• _WHAT NEEDS TO BE DONE_:
Copy these records verbatim, reproducing each line unchanged.

(Bounding box annotation entries)

--- start ---

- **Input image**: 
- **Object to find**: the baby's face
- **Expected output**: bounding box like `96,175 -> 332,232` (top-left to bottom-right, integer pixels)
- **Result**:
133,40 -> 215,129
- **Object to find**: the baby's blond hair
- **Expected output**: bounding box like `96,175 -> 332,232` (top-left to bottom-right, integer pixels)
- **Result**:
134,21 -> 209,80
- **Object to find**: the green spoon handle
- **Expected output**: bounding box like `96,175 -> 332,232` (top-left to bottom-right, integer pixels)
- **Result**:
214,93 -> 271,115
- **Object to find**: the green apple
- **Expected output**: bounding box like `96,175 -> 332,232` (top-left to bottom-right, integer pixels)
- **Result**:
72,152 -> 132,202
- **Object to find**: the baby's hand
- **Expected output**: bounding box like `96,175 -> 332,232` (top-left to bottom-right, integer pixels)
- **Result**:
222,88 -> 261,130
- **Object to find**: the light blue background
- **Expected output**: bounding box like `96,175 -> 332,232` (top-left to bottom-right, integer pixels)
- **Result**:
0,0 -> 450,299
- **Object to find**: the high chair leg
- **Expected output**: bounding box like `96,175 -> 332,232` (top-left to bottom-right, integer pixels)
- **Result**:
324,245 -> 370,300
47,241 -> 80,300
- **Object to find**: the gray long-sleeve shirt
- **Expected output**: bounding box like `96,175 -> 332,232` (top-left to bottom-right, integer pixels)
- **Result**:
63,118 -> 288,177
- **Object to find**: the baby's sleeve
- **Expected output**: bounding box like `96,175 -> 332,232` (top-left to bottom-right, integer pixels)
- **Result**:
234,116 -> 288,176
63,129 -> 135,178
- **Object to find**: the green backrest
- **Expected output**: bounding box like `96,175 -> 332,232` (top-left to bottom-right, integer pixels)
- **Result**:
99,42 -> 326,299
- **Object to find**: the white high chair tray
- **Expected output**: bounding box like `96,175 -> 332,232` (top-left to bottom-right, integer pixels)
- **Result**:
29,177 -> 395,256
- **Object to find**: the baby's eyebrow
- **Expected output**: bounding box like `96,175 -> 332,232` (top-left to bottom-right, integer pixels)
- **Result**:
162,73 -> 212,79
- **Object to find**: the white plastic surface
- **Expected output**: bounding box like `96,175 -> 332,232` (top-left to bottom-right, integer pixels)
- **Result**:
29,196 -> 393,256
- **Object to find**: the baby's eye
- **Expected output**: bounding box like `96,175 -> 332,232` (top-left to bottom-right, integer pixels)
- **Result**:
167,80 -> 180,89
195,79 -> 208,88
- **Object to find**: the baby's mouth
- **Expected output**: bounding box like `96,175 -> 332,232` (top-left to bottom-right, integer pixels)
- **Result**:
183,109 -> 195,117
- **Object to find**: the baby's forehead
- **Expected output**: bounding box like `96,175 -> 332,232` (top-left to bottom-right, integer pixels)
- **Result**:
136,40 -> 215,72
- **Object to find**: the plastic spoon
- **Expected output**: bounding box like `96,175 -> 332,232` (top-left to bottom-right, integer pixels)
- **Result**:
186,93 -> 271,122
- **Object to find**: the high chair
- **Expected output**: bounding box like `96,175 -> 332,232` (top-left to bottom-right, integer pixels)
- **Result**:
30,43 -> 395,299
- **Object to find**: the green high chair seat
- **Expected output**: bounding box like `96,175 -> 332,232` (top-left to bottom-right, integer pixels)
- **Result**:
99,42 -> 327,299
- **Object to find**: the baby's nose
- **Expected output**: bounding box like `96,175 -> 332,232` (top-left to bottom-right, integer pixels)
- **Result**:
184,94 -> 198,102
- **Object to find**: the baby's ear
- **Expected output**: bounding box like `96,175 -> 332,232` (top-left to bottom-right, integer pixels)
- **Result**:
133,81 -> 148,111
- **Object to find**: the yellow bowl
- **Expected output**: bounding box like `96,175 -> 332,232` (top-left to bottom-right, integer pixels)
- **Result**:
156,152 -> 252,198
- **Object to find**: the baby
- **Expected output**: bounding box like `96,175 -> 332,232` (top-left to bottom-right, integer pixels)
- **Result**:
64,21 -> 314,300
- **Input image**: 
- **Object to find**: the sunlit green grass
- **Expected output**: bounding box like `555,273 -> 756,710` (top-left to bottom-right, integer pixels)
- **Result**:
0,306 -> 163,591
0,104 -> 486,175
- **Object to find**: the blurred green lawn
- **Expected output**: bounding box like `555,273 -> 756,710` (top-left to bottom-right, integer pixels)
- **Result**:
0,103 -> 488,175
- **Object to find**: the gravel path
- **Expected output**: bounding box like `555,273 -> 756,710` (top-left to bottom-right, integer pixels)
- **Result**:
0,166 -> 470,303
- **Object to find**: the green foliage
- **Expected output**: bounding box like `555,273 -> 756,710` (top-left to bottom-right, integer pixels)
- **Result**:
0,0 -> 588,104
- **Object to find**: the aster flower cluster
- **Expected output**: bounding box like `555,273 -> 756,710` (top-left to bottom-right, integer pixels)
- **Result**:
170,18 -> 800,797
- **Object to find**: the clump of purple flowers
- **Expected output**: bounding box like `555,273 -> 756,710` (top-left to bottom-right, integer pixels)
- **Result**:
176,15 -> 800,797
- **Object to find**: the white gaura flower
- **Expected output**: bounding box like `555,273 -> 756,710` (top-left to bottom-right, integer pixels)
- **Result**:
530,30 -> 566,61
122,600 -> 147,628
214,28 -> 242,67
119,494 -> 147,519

--- end ---

• _WRITTEN RESPONSE_:
- **Input image**: 
- **Object to find**: the baby's face
- **Expected output**: bounding box like `96,175 -> 332,232` (top-left to bottom-right, integer pixels)
- **Result**:
133,40 -> 215,129
- **Object to find**: the baby's blond hair
- **Expected output**: bounding box like `96,175 -> 332,232` (top-left to bottom-right, integer pixels)
- **Result**:
134,21 -> 209,80
- **Object to find**: the green spoon handle
- **Expected output**: bounding box like `96,175 -> 332,232` (top-left to bottom-right, integer pixels)
- **Result**:
214,93 -> 271,115
- **Object to find**: the green apple
- **Expected output**: bounding box like `96,175 -> 332,232` (top-left to bottom-right, integer pixels)
- **Result**:
72,152 -> 132,202
- **Object to find**: the baby's hand
- **Expected output**: bounding box like `96,175 -> 332,232` (top-left to bottom-right, integer pixels)
- **Result**:
222,88 -> 261,130
- **Object to find**: the light blue background
- **Expected output**: bounding box like `96,175 -> 332,232` (top-left to bottom-right, integer pixels)
- **Result**:
0,0 -> 450,299
- **Object to find**: the high chair leg
- **Expected output**: bounding box like `96,175 -> 332,232` (top-left to bottom-right, integer pixels)
- **Result**:
324,245 -> 370,300
47,241 -> 80,300
- **Object to find**: the gray long-sleeve shirt
- **Expected output**: bounding box like `96,175 -> 332,232` (top-left to bottom-right, integer pixels)
- **Result**:
63,118 -> 288,177
- **Object to find**: the baby's sleeve
- **Expected output**: bounding box like `96,175 -> 332,232` (top-left to bottom-right, integer pixels)
- **Result**:
234,116 -> 288,176
63,129 -> 135,178
- **Object to find**: the green backrest
- **Expected output**: bounding box like `96,175 -> 332,232` (top-left to bottom-right, integer pixels)
- **Result**:
99,42 -> 326,299
- **Object to find**: the white high chair tray
- **Expected output**: bounding box like `96,175 -> 332,232` (top-left to bottom-right, integer pixels)
- **Result**:
29,177 -> 395,256
- **Object to find**: the baby's eyebrow
- **Expected output**: bounding box like `96,175 -> 332,232` (top-left to bottom-right, integer pixels)
- **Result**:
162,73 -> 212,79
- **Object to find**: the white plastic surface
- **Expected output**: bounding box like `96,175 -> 332,232` (top-left to bottom-right, integer pixels)
- **Result**:
29,196 -> 393,256
- **Object to find**: the baby's eye
- **Expected output**: bounding box like `96,175 -> 332,232` (top-left to bottom-right, integer pixels)
- **Result**:
167,80 -> 180,89
195,79 -> 208,88
- **Object to find**: the baby's mouth
- **Expected output**: bounding box like `96,175 -> 332,232` (top-left to bottom-right, integer pixels)
- **Result**:
183,109 -> 195,117
- **Object to find**: the baby's forehead
- **Expected output**: bounding box like `96,175 -> 332,232` (top-left to bottom-right, integer pixels)
- **Result**:
136,40 -> 215,72
- **Object to find**: the plastic spoon
- **Expected output**: bounding box like `96,175 -> 332,232` (top-left to bottom-right, integer pixels)
- **Result**:
186,93 -> 271,122
- **Object to find**: the high chair
- **Expected output**: bounding box like `96,175 -> 332,232` (top-left to bottom-right, integer pixels)
- **Result**:
30,43 -> 395,299
- **Object to find**: the green high chair seat
- **Expected output**: bounding box like `96,175 -> 332,232` (top-left to bottom-right, integer pixels)
- **Result**:
99,42 -> 327,299
- **Object to find**: the baby's nose
- **Expected output**: bounding box like `96,175 -> 332,232` (top-left to bottom-right, integer pixels)
- **Result**:
184,94 -> 198,102
- **Object to find**: the baby's ear
- **Expected output**: bounding box like `96,175 -> 332,232` (top-left to bottom-right, integer pixels)
- **Result**:
133,81 -> 148,111
- **Object to find**: the yellow bowl
- **Expected output**: bounding box like `96,175 -> 332,232` (top-left to bottom-right, integer pixels)
- **Result**:
156,152 -> 252,198
- **Object to find**: the baby
- **Expected output**: bounding box like `96,175 -> 332,232` (top-left to bottom-right, integer pixels)
- **Result**:
64,21 -> 314,300
- **Input image**: 
- **Object to find**: the sunlit green grass
- **Expected output**: bounding box like `555,273 -> 756,710` (top-left to bottom-right, integer pixels)
- **Result**:
0,306 -> 163,591
0,104 -> 486,175
- **Object to find**: the blurred green lawn
- **Expected output**: bounding box like `555,273 -> 756,710` (top-left to bottom-right, integer pixels)
- **Result**:
0,103 -> 488,175
- **Object to find**: the gravel path
- **Expected output**: bounding box like `555,273 -> 756,710` (top-left to bottom-right, integer pixels)
- **Result**:
0,166 -> 470,303
- **Object to find**: the green foliage
- **Expected output**: bounding box like `555,273 -> 756,710` (top-left to bottom-right, integer pixels)
- **Result**:
0,0 -> 588,104
- **Object to find**: the aster flower cluster
- **Expected output**: bounding box like `555,273 -> 756,710` (top-left to bottom-right, integer pixels)
- **Result**:
170,18 -> 800,797
- **Object to find**: the clump of purple flowers
- **Expected output**: bounding box like `555,273 -> 756,710` (top-left to bottom-right, integer pixels)
- **Result**:
176,15 -> 800,797
- **Object to find**: the white gaura flower
- **Expected output**: bounding box like `555,273 -> 756,710` (top-left to bottom-right, integer pixels)
- **Result**:
530,30 -> 566,61
122,600 -> 147,628
214,28 -> 242,67
119,494 -> 147,519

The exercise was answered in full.